- _What to work on_:
Scan the entries for the word "girl". Every line that has it should be copied.

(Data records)
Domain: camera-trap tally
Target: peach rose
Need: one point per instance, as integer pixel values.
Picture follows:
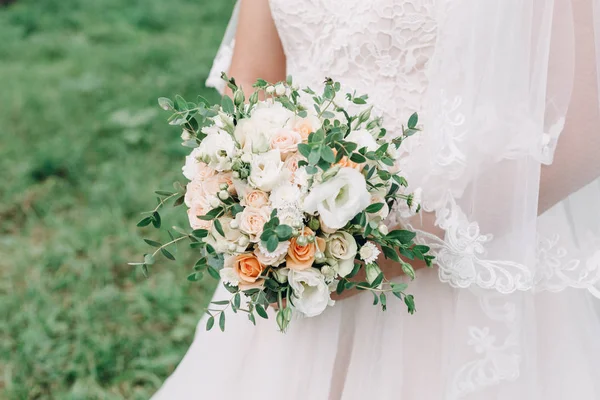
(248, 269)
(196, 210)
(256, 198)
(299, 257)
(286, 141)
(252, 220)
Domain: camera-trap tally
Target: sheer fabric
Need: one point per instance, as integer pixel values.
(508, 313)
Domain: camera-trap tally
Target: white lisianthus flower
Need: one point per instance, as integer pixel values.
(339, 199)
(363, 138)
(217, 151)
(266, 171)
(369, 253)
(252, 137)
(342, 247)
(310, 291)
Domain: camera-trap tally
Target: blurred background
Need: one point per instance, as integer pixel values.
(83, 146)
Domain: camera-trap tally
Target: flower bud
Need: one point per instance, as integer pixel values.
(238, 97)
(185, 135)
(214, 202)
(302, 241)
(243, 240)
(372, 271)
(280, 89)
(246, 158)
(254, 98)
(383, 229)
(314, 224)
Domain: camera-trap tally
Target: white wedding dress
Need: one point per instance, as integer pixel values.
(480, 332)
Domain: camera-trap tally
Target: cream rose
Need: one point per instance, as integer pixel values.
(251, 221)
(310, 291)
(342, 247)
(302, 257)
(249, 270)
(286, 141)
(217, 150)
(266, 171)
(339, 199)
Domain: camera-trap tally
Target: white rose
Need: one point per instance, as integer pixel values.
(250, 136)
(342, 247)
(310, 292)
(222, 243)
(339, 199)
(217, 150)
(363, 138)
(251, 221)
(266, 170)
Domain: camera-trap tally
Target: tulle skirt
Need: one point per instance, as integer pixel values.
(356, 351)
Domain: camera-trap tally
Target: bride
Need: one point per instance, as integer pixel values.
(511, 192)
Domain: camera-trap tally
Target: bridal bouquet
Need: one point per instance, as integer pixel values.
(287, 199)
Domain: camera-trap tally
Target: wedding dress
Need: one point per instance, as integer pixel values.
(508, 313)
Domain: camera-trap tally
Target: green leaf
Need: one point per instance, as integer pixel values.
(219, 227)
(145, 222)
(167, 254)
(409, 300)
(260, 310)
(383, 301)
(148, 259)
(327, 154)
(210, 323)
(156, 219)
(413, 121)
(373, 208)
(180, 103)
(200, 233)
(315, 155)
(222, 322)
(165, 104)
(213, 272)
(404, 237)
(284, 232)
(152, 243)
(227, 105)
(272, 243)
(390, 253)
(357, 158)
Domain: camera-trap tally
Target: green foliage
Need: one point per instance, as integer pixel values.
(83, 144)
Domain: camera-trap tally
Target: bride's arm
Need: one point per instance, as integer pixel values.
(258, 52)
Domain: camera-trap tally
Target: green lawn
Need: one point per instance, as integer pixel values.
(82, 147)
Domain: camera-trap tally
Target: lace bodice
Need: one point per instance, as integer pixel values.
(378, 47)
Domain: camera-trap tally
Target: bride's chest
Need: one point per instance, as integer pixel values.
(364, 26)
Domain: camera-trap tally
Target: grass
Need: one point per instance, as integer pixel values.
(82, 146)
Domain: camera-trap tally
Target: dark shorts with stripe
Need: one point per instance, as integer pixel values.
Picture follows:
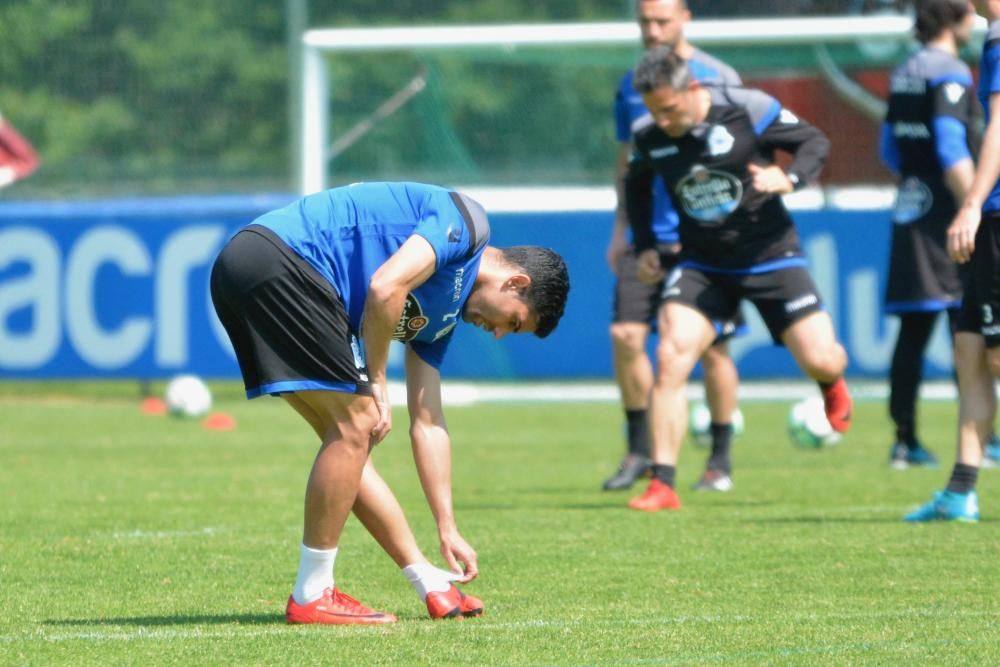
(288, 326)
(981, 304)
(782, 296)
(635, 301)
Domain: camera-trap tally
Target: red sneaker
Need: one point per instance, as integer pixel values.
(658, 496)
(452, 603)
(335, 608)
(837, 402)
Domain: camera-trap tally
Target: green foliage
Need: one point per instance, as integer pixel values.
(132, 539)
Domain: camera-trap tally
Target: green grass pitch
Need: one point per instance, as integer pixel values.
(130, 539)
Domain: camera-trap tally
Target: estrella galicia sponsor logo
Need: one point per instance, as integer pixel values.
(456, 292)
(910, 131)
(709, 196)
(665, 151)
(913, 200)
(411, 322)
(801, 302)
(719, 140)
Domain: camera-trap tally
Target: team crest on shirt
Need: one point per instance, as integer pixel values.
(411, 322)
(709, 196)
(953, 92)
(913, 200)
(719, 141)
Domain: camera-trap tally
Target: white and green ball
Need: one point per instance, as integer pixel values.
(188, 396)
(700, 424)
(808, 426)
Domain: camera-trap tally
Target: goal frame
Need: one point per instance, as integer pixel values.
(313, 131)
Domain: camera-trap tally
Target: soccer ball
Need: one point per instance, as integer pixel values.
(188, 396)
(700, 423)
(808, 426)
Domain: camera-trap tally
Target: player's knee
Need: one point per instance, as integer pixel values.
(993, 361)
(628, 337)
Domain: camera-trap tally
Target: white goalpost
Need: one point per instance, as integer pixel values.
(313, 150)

* * *

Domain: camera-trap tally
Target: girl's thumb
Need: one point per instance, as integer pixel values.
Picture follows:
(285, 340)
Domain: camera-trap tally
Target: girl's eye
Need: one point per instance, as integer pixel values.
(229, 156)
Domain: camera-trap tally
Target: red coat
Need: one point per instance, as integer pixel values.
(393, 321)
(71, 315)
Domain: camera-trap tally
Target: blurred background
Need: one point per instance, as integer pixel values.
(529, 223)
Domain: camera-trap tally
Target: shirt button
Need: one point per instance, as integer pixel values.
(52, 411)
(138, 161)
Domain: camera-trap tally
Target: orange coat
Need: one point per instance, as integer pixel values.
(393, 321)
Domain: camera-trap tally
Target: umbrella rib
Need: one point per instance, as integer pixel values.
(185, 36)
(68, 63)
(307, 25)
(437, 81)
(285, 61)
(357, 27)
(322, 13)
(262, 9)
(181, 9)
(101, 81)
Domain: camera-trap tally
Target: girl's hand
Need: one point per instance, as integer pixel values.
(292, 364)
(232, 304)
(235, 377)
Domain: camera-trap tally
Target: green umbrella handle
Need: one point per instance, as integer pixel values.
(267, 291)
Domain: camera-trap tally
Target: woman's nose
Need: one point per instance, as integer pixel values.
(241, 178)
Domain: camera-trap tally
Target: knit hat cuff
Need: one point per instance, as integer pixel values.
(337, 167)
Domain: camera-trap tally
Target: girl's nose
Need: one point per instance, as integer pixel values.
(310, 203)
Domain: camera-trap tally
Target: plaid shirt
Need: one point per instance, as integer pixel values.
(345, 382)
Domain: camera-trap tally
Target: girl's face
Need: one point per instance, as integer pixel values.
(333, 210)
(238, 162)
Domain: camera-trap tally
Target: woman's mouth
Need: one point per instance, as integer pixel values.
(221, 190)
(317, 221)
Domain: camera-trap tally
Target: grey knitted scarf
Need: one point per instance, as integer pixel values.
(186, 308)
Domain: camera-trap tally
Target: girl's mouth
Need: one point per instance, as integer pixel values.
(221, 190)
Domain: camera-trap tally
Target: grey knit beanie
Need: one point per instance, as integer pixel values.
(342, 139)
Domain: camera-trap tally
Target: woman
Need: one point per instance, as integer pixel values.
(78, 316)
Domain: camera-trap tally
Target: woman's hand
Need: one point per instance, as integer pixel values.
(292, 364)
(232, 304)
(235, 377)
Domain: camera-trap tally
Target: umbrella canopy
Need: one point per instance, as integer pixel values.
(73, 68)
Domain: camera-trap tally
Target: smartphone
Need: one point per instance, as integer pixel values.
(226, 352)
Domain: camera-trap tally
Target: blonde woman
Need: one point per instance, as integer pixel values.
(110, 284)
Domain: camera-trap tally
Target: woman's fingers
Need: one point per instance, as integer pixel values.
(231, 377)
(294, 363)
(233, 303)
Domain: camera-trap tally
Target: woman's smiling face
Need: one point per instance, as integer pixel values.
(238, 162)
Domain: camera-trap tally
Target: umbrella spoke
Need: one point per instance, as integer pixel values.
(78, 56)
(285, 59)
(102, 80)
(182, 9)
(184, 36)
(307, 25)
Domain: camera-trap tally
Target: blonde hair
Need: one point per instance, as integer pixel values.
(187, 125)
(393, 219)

- _Response_:
Target: girl's thumb
Target: girl's eye
Target: girl's hand
Target: girl's nose
Target: girl's face
Target: girl's mouth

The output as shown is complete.